— Begin Dataset —

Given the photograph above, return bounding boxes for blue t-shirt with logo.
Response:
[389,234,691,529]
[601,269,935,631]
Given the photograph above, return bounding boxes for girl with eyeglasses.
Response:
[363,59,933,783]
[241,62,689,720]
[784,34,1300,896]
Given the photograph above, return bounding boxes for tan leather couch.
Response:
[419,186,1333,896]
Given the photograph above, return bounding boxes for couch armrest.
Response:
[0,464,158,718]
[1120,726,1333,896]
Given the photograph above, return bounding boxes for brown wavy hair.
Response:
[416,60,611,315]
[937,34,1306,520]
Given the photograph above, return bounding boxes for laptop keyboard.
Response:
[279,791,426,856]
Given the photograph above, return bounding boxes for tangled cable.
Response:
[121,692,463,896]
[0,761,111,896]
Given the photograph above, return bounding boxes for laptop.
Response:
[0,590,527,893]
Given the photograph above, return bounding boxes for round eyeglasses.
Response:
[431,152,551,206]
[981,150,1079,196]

— End Dataset —

Exercise:
Copy out word for word the lines of the records from the one containing "Given the photograph above, return bounding boxes for tangled" through the final line, including both.

Written response:
Given the photograph above, return bounding boxes for tangled cable.
Response:
[121,692,463,896]
[0,761,111,896]
Given the photograph above, return bounding boxes for laptop.
Response:
[0,590,527,893]
Given the photograph above, return bounding boxes for round eyeglasses.
Response:
[431,152,551,206]
[981,150,1079,196]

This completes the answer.